## Aim:
The data follows this line. Copy verbatim the line with "Where can you spot the white daisy" and each line after it to the end.

## Information supplied:
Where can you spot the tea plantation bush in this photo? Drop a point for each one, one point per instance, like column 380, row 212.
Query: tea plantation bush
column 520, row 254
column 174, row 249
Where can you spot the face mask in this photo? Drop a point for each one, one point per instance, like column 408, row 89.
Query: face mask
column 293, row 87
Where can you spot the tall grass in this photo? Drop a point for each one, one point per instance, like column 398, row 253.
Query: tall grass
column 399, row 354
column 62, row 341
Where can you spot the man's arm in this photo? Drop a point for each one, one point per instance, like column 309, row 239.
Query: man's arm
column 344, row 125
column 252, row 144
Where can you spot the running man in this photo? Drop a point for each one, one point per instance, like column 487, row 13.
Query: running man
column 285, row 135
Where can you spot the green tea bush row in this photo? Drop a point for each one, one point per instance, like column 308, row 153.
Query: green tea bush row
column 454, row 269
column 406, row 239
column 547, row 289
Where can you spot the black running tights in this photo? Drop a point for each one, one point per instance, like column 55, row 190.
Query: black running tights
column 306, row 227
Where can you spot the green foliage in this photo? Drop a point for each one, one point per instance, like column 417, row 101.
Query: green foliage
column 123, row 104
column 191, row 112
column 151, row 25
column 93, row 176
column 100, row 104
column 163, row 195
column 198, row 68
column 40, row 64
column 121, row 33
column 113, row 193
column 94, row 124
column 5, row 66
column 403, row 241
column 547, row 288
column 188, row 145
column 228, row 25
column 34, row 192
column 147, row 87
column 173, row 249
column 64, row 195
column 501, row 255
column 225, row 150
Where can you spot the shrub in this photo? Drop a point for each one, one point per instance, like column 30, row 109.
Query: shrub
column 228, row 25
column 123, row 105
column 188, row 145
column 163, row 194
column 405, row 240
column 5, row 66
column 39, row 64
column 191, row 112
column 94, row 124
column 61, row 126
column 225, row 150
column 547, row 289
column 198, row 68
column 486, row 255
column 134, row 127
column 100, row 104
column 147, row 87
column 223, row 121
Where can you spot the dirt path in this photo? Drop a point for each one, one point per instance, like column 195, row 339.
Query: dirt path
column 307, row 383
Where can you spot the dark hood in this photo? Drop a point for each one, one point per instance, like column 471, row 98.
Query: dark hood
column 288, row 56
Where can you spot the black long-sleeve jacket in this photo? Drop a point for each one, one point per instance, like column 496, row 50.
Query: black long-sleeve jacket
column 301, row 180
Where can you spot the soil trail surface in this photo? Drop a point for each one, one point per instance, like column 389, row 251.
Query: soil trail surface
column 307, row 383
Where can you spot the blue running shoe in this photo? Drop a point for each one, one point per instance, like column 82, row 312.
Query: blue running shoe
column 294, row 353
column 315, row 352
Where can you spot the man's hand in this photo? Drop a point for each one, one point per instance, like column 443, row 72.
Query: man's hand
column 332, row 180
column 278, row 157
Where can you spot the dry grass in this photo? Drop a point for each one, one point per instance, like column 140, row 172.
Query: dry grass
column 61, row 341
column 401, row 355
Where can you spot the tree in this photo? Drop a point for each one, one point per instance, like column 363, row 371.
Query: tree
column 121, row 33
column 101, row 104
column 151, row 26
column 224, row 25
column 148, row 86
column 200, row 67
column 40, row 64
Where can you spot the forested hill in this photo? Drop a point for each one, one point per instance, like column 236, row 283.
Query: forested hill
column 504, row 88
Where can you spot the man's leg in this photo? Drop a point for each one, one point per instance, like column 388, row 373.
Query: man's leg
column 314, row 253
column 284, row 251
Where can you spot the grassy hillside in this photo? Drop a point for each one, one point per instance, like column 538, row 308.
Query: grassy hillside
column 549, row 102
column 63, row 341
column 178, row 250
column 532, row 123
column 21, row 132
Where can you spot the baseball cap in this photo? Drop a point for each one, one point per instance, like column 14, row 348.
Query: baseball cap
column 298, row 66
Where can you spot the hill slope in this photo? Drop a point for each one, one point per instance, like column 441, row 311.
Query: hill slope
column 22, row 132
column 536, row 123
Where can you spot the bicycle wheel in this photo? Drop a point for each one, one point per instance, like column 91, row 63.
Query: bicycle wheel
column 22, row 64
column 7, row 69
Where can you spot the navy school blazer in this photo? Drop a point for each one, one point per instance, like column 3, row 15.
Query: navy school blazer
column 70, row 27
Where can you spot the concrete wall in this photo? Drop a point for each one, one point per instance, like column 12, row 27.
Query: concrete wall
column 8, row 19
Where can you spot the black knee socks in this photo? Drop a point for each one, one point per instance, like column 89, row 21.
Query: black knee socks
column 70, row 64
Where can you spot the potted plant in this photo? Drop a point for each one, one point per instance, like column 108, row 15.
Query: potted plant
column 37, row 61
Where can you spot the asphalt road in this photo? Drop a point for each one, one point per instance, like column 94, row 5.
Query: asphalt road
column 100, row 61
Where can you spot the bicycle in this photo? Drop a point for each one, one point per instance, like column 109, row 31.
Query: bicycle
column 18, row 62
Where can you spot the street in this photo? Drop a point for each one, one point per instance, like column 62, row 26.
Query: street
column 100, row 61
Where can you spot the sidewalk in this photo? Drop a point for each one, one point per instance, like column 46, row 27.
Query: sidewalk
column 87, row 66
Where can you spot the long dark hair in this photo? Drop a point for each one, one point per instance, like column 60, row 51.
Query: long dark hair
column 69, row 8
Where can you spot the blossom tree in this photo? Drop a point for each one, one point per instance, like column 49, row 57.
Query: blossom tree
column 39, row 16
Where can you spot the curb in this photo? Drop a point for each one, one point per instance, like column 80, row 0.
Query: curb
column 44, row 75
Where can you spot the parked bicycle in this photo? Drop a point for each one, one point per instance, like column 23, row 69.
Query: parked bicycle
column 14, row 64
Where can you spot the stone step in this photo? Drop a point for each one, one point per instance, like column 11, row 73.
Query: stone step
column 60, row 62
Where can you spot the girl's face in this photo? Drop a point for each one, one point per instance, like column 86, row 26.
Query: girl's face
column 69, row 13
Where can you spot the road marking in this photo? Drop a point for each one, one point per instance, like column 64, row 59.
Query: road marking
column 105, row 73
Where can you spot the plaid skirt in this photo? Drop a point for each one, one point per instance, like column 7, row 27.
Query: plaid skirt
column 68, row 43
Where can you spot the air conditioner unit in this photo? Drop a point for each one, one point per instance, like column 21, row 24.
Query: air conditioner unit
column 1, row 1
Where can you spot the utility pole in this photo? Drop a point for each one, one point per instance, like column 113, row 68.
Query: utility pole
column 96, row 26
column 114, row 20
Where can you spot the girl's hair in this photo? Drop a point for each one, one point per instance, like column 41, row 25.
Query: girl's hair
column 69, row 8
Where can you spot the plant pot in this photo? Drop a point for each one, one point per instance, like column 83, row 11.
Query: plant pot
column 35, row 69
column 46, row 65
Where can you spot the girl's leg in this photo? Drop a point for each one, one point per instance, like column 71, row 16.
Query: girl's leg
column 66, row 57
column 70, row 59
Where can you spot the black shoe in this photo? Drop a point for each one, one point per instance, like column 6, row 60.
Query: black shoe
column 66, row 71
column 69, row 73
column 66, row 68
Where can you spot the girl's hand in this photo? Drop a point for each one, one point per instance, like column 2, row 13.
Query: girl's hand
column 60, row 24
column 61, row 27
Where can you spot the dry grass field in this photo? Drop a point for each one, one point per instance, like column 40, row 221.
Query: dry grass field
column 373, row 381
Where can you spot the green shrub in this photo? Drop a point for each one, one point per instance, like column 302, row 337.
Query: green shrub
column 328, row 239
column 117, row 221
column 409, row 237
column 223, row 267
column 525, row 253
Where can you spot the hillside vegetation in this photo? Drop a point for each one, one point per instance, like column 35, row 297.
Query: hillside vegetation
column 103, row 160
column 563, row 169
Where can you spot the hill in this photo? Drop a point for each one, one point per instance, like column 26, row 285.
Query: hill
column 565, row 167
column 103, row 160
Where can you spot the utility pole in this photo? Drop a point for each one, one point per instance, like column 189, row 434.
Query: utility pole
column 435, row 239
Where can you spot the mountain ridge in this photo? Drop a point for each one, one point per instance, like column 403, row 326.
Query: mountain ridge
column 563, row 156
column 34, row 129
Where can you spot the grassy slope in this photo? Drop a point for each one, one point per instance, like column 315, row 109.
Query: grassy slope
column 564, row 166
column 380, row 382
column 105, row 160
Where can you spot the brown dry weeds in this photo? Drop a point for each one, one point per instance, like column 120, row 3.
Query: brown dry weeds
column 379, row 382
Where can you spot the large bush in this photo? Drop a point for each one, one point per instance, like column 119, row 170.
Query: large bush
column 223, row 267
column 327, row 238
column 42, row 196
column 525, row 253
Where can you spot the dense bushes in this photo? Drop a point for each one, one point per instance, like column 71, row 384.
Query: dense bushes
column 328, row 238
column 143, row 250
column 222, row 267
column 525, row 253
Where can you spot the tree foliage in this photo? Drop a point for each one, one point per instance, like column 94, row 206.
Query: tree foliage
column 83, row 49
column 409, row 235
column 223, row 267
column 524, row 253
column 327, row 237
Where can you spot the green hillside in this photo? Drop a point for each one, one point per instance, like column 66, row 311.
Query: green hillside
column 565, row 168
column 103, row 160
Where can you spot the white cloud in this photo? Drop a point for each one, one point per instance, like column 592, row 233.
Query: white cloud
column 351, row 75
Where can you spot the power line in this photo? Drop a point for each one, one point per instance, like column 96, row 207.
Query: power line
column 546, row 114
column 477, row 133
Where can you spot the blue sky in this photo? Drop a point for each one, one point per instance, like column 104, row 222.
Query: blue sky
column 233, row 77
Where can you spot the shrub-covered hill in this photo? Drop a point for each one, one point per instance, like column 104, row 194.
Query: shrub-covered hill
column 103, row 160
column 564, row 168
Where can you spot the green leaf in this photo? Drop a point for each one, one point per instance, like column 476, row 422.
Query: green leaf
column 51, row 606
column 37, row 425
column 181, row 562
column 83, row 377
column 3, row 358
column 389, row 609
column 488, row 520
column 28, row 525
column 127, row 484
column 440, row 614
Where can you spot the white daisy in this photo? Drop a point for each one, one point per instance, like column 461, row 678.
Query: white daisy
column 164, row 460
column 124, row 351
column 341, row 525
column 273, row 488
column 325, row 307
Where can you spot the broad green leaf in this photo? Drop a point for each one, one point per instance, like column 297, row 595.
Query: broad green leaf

## Expected output:
Where can you spot the white daisy in this photo? Drop a point for each one, one point per instance, like column 461, row 678.
Query: white daisy
column 164, row 460
column 124, row 351
column 341, row 525
column 273, row 488
column 325, row 307
Where can you spot the broad green leaf in this photo? Drop a point for each one, one point per instance, like column 297, row 595.
Query: broad green leaf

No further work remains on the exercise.